Немного помолчав, Гритти вытянул четыре пальца:
– Я вижу четыре объяснения, ваше благородие. Первое: турки, обещая что-нибудь, говорят: «Клянусь головой». Второе: они говорят, что наша Синьора благоразумна и неверна. Третье: ваше благородие хороший человек, но как посол вы подписали клятву верности. Четвертое: голова другого неверного существа подарена вам в качестве неприемлемого подарка. Объедините все четыре объяснения, и к какому выводу вы придете?
Меммо уныло почесал свою массивную шею. Эти турки имеют варварскую привычку считать дипломатов лично ответственными за заключенный договор. Они никогда не считались и не будут считаться с дипломатическим иммунитетом.
– Этого можно было ожидать от Селима, – пробормотал он, – не от Сулеймана.
Гритти задумался. Он вспоминал плюмаж из оперения цапли и мягкую улыбку. Что, если эта мягкость прикрывала дьявольскую жестокость?
– Кажется, мы были слепы, когда характеризовали его в наших донесениях в Венецию как молодого, беззаботного и веселого монарха, непохожего на Селима. Селим внушал страх, но его сын, который так беспечно ездит на охоту, возможно, еще ужаснее.
Вскоре после этого Луиджи Гритти начал заводить дружеские связи в султанском дворце. Поскольку сейчас доступ к Сулейману был невозможен, он искал тех, кого султан отличал. Среди них был Ибрагим. Луиджи и юзбаши внутренней службы дворца имели кое-что общее. У обоих матери были гречанками, оба хорошо понимали реальную обстановку.

Записи с указанием точек:
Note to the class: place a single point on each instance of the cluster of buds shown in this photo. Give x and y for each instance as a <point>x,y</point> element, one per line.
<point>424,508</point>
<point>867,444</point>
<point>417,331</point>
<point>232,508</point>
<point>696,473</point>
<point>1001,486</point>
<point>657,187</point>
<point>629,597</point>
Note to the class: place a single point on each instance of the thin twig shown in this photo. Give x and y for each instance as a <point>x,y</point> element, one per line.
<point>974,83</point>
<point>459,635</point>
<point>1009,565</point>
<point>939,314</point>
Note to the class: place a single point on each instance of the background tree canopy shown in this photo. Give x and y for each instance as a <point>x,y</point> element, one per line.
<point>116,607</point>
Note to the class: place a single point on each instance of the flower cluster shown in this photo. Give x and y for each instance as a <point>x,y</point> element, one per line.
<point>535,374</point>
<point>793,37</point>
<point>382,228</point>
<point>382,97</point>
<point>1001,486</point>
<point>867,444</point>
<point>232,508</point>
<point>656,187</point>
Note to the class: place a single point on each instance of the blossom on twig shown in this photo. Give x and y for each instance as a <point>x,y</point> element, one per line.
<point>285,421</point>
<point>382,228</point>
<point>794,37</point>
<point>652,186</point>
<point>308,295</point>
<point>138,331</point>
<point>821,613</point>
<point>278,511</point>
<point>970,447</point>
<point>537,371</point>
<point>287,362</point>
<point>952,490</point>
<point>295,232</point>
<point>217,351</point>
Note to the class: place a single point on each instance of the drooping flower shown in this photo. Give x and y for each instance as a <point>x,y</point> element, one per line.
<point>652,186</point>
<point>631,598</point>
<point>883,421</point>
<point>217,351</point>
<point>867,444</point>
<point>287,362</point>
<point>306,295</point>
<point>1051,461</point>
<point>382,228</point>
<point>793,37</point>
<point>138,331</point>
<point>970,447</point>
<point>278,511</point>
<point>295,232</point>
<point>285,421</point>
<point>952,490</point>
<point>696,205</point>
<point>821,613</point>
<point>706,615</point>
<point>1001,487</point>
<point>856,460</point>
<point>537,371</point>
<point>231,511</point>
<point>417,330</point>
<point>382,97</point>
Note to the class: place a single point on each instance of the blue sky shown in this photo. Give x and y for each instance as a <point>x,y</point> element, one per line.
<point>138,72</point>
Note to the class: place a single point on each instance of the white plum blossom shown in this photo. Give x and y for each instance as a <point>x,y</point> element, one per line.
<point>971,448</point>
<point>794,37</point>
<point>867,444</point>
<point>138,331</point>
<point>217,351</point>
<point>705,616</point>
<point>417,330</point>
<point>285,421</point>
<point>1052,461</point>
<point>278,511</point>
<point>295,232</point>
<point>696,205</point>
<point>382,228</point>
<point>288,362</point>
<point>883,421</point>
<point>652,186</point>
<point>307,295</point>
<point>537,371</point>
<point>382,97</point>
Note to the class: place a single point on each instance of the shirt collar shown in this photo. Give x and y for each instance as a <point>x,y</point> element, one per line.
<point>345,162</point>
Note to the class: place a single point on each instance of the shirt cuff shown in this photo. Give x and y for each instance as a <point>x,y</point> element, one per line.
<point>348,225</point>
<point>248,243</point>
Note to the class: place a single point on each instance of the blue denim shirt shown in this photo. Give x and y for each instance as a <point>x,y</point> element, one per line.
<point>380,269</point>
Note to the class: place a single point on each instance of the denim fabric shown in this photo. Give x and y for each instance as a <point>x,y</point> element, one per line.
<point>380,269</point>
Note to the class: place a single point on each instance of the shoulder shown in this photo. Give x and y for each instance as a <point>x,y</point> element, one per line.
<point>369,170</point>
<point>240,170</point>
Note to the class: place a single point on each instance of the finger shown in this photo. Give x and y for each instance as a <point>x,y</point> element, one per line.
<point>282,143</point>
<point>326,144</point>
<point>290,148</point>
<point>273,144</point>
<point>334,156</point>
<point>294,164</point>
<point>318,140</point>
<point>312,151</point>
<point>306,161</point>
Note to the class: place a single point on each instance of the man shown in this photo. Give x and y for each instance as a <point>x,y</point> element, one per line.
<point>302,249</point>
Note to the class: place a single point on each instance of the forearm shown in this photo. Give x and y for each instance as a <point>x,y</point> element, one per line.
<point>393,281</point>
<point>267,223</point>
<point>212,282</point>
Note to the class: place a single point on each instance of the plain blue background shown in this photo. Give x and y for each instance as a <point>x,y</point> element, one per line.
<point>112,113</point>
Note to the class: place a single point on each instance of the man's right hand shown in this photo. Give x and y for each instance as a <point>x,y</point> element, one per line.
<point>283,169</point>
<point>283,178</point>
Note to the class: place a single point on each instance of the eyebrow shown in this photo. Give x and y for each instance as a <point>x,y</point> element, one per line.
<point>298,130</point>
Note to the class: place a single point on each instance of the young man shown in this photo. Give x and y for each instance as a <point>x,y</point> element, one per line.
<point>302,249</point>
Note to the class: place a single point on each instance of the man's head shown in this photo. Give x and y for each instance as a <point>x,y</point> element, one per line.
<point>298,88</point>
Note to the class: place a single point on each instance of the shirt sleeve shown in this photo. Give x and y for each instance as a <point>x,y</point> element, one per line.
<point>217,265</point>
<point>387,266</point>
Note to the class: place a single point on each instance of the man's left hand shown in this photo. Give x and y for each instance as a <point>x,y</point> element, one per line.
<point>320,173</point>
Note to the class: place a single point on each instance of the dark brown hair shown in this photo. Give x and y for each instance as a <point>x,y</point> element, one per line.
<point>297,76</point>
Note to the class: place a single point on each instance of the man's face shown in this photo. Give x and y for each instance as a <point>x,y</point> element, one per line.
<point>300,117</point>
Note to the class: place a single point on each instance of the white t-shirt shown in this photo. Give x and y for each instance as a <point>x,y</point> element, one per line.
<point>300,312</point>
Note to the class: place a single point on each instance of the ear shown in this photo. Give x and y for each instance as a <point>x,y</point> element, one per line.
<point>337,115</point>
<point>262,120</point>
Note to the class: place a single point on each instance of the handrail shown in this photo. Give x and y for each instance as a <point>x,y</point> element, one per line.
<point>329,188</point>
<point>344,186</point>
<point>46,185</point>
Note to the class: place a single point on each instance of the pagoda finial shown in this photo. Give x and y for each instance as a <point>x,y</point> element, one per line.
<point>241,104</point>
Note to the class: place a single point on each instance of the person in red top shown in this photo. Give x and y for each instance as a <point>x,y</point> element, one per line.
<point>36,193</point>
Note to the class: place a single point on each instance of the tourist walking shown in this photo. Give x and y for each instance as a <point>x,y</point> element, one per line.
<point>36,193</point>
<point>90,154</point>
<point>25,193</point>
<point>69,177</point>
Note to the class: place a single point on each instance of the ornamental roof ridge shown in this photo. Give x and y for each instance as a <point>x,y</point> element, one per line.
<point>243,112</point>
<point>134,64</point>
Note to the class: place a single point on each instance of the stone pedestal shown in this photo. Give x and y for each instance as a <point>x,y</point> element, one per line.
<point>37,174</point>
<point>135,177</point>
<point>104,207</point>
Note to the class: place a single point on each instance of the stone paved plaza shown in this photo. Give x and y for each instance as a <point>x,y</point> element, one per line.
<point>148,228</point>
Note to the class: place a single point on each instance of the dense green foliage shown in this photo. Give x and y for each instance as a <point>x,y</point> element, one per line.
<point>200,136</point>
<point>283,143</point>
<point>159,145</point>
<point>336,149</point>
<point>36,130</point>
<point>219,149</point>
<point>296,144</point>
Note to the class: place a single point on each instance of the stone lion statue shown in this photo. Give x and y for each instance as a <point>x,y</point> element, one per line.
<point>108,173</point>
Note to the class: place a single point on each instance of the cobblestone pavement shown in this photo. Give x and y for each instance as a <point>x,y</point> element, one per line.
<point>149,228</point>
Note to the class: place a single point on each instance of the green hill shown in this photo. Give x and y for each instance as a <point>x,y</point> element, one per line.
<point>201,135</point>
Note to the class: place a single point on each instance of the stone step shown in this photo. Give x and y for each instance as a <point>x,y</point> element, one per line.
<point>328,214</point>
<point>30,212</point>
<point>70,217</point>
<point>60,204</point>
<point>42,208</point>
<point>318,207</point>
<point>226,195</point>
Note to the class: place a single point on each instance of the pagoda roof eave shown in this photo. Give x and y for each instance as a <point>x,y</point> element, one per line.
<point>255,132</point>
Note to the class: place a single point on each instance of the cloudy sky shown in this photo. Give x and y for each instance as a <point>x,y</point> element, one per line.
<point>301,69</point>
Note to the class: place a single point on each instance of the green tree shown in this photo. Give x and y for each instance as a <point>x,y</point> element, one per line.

Условия заданий:
• a. Сколько пальцев вытянул Гритти, согласно отрывку?
• b. Найдите в записях все строки, где встречается слово «twig», и перепишите каждую из них.
Записи никак не связаны с отрывком.

Полные решения:
• a. Гритти вытянул четыре пальца.

• b.
Note to the class: place a single point on each instance of the thin twig shown in this photo. Give x and y for each instance as a <point>x,y</point> element, one per line.
Note to the class: place a single point on each instance of the blossom on twig shown in this photo. Give x and y for each instance as a <point>x,y</point> element, one per line.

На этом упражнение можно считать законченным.